Task to carry out » Copy out all of the data below, substituting "mark" for each occurrence of "put a dot on" and leaving everything else unchanged.

Task inputs »
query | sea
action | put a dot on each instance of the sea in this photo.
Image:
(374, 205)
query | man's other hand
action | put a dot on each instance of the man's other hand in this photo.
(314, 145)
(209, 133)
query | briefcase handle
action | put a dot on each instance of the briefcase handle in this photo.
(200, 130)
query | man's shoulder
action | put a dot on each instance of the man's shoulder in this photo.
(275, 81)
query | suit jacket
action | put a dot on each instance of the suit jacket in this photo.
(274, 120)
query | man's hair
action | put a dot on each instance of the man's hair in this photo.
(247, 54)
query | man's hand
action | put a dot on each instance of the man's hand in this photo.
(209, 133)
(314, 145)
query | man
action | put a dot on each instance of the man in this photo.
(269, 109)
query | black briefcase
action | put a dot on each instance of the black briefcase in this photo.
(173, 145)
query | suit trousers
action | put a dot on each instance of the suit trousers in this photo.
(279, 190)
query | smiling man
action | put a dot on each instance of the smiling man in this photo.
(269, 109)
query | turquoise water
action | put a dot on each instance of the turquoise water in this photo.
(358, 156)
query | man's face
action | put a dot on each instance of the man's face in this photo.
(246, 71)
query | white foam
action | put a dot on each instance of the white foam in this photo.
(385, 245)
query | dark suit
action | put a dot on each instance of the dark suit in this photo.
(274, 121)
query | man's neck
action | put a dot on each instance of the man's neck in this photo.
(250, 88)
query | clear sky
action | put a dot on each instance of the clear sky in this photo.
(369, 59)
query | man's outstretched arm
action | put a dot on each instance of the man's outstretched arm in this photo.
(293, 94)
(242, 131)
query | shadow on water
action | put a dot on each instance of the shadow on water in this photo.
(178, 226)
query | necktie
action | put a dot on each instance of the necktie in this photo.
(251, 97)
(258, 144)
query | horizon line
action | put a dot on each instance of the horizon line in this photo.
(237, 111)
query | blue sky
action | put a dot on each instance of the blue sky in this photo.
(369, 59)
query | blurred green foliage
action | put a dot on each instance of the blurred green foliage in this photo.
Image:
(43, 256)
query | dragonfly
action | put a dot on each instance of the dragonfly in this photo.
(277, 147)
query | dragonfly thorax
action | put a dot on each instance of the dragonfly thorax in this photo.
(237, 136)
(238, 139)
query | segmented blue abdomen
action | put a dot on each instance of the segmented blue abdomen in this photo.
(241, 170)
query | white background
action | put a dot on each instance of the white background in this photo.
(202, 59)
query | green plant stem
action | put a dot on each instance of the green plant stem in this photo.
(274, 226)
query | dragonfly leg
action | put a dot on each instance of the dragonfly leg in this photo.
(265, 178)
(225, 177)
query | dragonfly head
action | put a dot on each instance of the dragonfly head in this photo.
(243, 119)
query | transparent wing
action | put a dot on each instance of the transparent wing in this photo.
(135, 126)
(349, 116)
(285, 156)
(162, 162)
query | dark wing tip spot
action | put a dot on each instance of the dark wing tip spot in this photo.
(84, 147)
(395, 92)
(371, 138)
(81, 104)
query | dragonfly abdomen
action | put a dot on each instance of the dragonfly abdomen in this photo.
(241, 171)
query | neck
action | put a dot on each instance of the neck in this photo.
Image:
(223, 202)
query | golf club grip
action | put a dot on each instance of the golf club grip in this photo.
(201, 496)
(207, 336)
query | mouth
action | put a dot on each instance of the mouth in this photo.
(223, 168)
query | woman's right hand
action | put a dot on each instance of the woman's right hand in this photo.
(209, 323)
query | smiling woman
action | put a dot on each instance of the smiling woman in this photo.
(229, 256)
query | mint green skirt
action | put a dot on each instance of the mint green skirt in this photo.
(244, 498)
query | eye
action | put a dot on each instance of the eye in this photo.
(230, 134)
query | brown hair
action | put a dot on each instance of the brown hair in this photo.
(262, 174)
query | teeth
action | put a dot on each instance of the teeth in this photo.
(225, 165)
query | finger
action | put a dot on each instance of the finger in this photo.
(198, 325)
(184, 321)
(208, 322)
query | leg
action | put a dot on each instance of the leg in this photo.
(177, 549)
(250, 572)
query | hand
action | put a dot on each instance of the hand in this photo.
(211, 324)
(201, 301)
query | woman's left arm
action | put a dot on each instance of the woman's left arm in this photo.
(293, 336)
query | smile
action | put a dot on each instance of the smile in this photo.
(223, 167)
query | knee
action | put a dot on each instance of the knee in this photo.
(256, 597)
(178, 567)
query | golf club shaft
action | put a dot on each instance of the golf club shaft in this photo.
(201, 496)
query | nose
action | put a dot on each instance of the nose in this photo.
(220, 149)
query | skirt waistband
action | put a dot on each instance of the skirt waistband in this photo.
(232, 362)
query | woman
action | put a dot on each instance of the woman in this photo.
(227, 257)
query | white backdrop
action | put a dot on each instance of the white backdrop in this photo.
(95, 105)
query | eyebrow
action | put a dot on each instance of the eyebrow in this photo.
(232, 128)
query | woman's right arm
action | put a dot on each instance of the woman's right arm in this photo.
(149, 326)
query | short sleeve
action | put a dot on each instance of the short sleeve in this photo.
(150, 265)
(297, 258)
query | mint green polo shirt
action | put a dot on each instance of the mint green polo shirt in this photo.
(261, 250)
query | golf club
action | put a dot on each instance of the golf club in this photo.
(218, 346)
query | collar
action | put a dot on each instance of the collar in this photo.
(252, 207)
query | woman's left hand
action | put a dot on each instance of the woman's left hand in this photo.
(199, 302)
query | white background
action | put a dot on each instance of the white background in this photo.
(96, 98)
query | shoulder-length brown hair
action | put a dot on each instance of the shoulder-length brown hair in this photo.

Finished answer »
query | sea
action | mark each instance of the sea in this photo.
Image:
(374, 205)
query | man's other hand
action | mark each instance of the man's other hand in this photo.
(314, 145)
(209, 133)
query | briefcase handle
action | mark each instance of the briefcase handle in this photo.
(200, 130)
query | man's shoulder
action | mark each instance of the man's shoulder in this photo.
(275, 81)
query | suit jacket
action | mark each instance of the suit jacket in this photo.
(274, 120)
query | man's hair
action | mark each instance of the man's hair in this photo.
(247, 54)
query | man's hand
action | mark each instance of the man's hand in this photo.
(209, 133)
(314, 145)
query | man
action | mark each instance of the man in this photo.
(269, 109)
query | black briefcase
action | mark each instance of the black briefcase in this photo.
(173, 145)
query | suit trousers
action | mark each instance of the suit trousers in this photo.
(279, 190)
query | smiling man
action | mark each instance of the smiling man in this photo.
(269, 109)
query | turquoise water
action | mark each instance of the turquoise water in this photo.
(358, 156)
query | man's face
action | mark each instance of the man's face in this photo.
(246, 71)
query | white foam
action | mark each instance of the white foam in this photo.
(385, 245)
query | dark suit
action | mark each instance of the dark suit in this photo.
(274, 121)
query | man's neck
action | mark each instance of the man's neck in this photo.
(250, 88)
query | clear sky
action | mark each instance of the clear sky in this photo.
(369, 59)
query | man's outstretched arm
action | mark each instance of the man's outstretched arm in this photo.
(293, 94)
(242, 131)
query | shadow on water
action | mark each instance of the shadow on water in this photo.
(178, 226)
query | necktie
action | mark each instance of the necktie in this photo.
(251, 97)
(258, 144)
query | horizon line
action | mark each instance of the horizon line in this photo.
(237, 111)
query | blue sky
action | mark each instance of the blue sky in this photo.
(369, 59)
query | blurred green foliage
action | mark each instance of the blurred green foliage in this photo.
Image:
(43, 256)
query | dragonfly
action | mark each instance of the dragonfly in this photo.
(277, 147)
query | dragonfly thorax
action | mark each instance of the dragonfly thorax in this photo.
(237, 136)
(238, 139)
query | segmented blue abdomen
action | mark each instance of the segmented blue abdomen in this photo.
(241, 170)
query | white background
action | mark each instance of the white background in this photo.
(202, 59)
query | green plant stem
action | mark each instance of the green plant stem in this photo.
(274, 226)
query | dragonfly leg
action | mark each instance of the dragonfly leg in this photo.
(265, 178)
(225, 177)
query | dragonfly head
action | mark each instance of the dragonfly head in this photo.
(243, 119)
query | transparent wing
action | mark each instance of the transparent wing in this photo.
(135, 126)
(349, 116)
(285, 156)
(162, 162)
query | dark wing tip spot
action | mark each instance of the dark wing tip spot in this photo.
(84, 147)
(395, 92)
(371, 138)
(81, 104)
query | dragonfly abdomen
action | mark each instance of the dragonfly abdomen in this photo.
(241, 171)
query | neck
action | mark each instance of the neck in this photo.
Image:
(223, 202)
query | golf club grip
action | mark each instance of the golf club grip in this photo.
(201, 496)
(207, 336)
query | mouth
action | mark each instance of the mouth in this photo.
(223, 168)
query | woman's right hand
action | mark each instance of the woman's right hand in this photo.
(209, 323)
query | smiling woman
action | mark each instance of the smiling woman in this photo.
(229, 256)
query | mint green skirt
action | mark each instance of the mint green skirt in this photo.
(244, 498)
query | eye
action | mark each instance of the eye in this photo.
(230, 134)
query | brown hair
action | mark each instance of the brown hair in this photo.
(262, 174)
query | teeth
action | mark each instance of the teeth in this photo.
(225, 165)
query | finger
action | mark each instance of the finger in this photo.
(198, 325)
(184, 321)
(208, 322)
query | leg
action | mark each instance of the leg in this photo.
(177, 549)
(250, 572)
query | hand
action | mark each instance of the hand in this photo.
(211, 324)
(201, 301)
query | woman's left arm
action | mark each instance of the woman's left arm in this photo.
(293, 336)
query | smile
action | mark each instance of the smile in this photo.
(223, 167)
query | knee
action | mark each instance of the knee in this photo.
(256, 597)
(178, 567)
query | golf club shaft
action | mark each instance of the golf club shaft in this photo.
(201, 496)
query | nose
action | mark each instance of the nose in this photo.
(220, 149)
query | skirt waistband
action | mark each instance of the skirt waistband in this photo.
(232, 362)
query | woman
action | mark each instance of the woman in this photo.
(227, 257)
query | white backdrop
action | mark each instance of the white backdrop in this photo.
(95, 105)
query | eyebrow
action | mark each instance of the eyebrow in this photo.
(232, 128)
query | woman's right arm
action | mark each instance of the woman's right arm in this photo.
(149, 326)
query | short sleeve
action | mark each instance of the short sleeve in this photo.
(150, 265)
(297, 258)
query | mint green polo shirt
action | mark each instance of the mint green polo shirt in this photo.
(261, 250)
query | golf club
action | mark each instance of the golf club in this photo.
(218, 346)
query | collar
action | mark each instance of the collar in this photo.
(252, 207)
query | woman's left hand
action | mark each instance of the woman's left hand in this photo.
(199, 302)
query | white background
action | mark each instance of the white background in this photo.
(96, 98)
query | shoulder-length brown hair
action | mark each instance of the shoulder-length brown hair in this photo.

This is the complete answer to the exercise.